» Problem statement:
Extract every record, keeping each one exactly as it is.

» Extracted material:

--*--

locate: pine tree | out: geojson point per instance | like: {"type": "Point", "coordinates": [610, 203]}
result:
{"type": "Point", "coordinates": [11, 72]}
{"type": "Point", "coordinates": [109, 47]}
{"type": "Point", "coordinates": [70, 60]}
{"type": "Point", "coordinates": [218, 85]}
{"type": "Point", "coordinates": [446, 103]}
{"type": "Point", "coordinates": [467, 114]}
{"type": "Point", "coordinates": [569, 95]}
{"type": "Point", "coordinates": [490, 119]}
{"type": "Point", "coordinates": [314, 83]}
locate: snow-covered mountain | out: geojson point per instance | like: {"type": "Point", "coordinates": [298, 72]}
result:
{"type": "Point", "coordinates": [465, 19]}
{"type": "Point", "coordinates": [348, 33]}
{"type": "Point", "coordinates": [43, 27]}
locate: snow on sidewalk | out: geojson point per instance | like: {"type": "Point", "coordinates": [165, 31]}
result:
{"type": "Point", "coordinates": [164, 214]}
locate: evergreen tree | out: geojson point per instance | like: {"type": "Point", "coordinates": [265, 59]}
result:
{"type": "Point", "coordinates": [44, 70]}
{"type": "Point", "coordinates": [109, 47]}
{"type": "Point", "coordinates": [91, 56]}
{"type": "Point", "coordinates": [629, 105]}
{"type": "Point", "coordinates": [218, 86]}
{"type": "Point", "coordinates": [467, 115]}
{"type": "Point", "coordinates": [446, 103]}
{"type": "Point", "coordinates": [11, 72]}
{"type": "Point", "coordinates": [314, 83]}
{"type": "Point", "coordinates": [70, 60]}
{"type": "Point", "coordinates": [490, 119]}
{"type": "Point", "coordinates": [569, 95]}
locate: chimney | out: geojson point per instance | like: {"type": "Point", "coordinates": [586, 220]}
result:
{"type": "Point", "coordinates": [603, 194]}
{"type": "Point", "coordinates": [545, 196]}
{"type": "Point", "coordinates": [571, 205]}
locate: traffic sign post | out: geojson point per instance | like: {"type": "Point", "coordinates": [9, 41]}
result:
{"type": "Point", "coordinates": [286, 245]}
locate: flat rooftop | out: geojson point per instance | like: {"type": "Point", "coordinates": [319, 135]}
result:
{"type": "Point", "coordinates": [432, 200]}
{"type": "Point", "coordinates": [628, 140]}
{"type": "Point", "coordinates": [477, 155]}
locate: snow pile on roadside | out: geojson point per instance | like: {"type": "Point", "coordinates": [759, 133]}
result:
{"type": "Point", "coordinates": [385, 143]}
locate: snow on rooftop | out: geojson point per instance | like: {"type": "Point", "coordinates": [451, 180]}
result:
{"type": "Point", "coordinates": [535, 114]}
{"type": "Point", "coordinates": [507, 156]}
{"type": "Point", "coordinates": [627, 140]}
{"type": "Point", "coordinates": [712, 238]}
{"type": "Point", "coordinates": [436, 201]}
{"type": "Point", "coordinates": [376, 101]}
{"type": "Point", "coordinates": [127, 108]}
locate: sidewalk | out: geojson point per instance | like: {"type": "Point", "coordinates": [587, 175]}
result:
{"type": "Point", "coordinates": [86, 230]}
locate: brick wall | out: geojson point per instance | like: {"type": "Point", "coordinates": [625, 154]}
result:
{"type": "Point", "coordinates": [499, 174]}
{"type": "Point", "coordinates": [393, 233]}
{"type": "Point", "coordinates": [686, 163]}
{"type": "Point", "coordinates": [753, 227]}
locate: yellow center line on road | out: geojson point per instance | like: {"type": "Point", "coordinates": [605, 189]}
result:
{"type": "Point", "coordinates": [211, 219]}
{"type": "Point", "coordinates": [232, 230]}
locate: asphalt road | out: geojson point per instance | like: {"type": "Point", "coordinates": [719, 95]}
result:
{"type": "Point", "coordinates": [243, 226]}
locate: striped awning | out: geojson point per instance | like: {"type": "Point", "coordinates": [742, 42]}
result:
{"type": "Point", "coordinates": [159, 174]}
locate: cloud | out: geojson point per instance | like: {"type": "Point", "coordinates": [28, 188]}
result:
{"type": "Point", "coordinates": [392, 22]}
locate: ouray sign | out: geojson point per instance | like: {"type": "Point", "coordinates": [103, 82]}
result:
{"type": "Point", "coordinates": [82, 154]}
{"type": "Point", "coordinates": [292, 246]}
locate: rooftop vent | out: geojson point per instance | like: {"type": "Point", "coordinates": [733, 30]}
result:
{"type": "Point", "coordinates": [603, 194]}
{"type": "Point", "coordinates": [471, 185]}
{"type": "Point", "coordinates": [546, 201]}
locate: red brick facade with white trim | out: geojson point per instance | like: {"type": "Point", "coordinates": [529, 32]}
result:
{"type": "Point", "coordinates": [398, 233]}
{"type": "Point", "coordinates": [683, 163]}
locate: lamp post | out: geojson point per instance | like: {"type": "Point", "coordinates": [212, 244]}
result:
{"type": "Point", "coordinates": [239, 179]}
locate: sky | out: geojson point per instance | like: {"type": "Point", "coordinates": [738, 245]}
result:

--*--

» Worked answer:
locate: pine tree | out: geojson point per instance | like: {"type": "Point", "coordinates": [610, 203]}
result:
{"type": "Point", "coordinates": [11, 72]}
{"type": "Point", "coordinates": [109, 47]}
{"type": "Point", "coordinates": [70, 60]}
{"type": "Point", "coordinates": [218, 85]}
{"type": "Point", "coordinates": [446, 103]}
{"type": "Point", "coordinates": [467, 114]}
{"type": "Point", "coordinates": [569, 95]}
{"type": "Point", "coordinates": [490, 119]}
{"type": "Point", "coordinates": [314, 83]}
locate: snow-covered mountain | out: geojson point per instance | like: {"type": "Point", "coordinates": [298, 72]}
result:
{"type": "Point", "coordinates": [465, 19]}
{"type": "Point", "coordinates": [348, 33]}
{"type": "Point", "coordinates": [43, 27]}
locate: snow on sidewalk | out: geojson point per instance | like: {"type": "Point", "coordinates": [165, 31]}
result:
{"type": "Point", "coordinates": [164, 214]}
locate: evergreen tree | out: geojson point per instance | like: {"type": "Point", "coordinates": [265, 59]}
result:
{"type": "Point", "coordinates": [44, 70]}
{"type": "Point", "coordinates": [109, 47]}
{"type": "Point", "coordinates": [91, 56]}
{"type": "Point", "coordinates": [629, 105]}
{"type": "Point", "coordinates": [218, 86]}
{"type": "Point", "coordinates": [467, 115]}
{"type": "Point", "coordinates": [446, 103]}
{"type": "Point", "coordinates": [11, 72]}
{"type": "Point", "coordinates": [314, 83]}
{"type": "Point", "coordinates": [70, 60]}
{"type": "Point", "coordinates": [490, 119]}
{"type": "Point", "coordinates": [569, 95]}
locate: chimney | out: geojson point per instance | like: {"type": "Point", "coordinates": [586, 220]}
result:
{"type": "Point", "coordinates": [603, 194]}
{"type": "Point", "coordinates": [545, 196]}
{"type": "Point", "coordinates": [571, 205]}
locate: traffic sign post | out: geojson point per instance | like: {"type": "Point", "coordinates": [9, 41]}
result:
{"type": "Point", "coordinates": [286, 245]}
locate: flat rooftop | out: geojson point per instance | like: {"type": "Point", "coordinates": [319, 135]}
result:
{"type": "Point", "coordinates": [432, 200]}
{"type": "Point", "coordinates": [628, 140]}
{"type": "Point", "coordinates": [477, 155]}
locate: snow pile on roadside | out: geojson point per instance | like: {"type": "Point", "coordinates": [759, 133]}
result:
{"type": "Point", "coordinates": [385, 143]}
locate: snow on rooftop | out: geojson point per instance | like: {"type": "Point", "coordinates": [451, 180]}
result:
{"type": "Point", "coordinates": [535, 114]}
{"type": "Point", "coordinates": [507, 156]}
{"type": "Point", "coordinates": [627, 140]}
{"type": "Point", "coordinates": [712, 238]}
{"type": "Point", "coordinates": [436, 201]}
{"type": "Point", "coordinates": [376, 101]}
{"type": "Point", "coordinates": [127, 108]}
locate: sidewalk | out: geojson point per instance | like: {"type": "Point", "coordinates": [587, 175]}
result:
{"type": "Point", "coordinates": [86, 230]}
locate: brick wall | out: geojson point per instance | like: {"type": "Point", "coordinates": [625, 154]}
result:
{"type": "Point", "coordinates": [499, 174]}
{"type": "Point", "coordinates": [393, 233]}
{"type": "Point", "coordinates": [686, 163]}
{"type": "Point", "coordinates": [753, 227]}
locate: yellow center line on road | out: geojson point per instance | like: {"type": "Point", "coordinates": [605, 189]}
result:
{"type": "Point", "coordinates": [211, 219]}
{"type": "Point", "coordinates": [232, 230]}
locate: asphalt road | out: geojson point per instance | like: {"type": "Point", "coordinates": [719, 95]}
result:
{"type": "Point", "coordinates": [243, 226]}
locate: striped awning | out: geojson point per instance | like: {"type": "Point", "coordinates": [742, 42]}
result:
{"type": "Point", "coordinates": [159, 174]}
locate: cloud | out: geojson point per instance | like: {"type": "Point", "coordinates": [28, 188]}
result:
{"type": "Point", "coordinates": [392, 22]}
locate: ouray sign | out: geojson point per instance | like: {"type": "Point", "coordinates": [103, 82]}
result:
{"type": "Point", "coordinates": [82, 154]}
{"type": "Point", "coordinates": [292, 246]}
locate: rooftop vent | out: geojson point per instance | like: {"type": "Point", "coordinates": [733, 30]}
result:
{"type": "Point", "coordinates": [603, 194]}
{"type": "Point", "coordinates": [471, 185]}
{"type": "Point", "coordinates": [546, 201]}
locate: red brick facade with white trim | out: geojson point per instance | like: {"type": "Point", "coordinates": [529, 32]}
result:
{"type": "Point", "coordinates": [398, 233]}
{"type": "Point", "coordinates": [683, 163]}
locate: lamp post | out: geojson point per instance | like: {"type": "Point", "coordinates": [212, 244]}
result:
{"type": "Point", "coordinates": [239, 179]}
locate: sky | out: geojson point per instance | like: {"type": "Point", "coordinates": [738, 245]}
result:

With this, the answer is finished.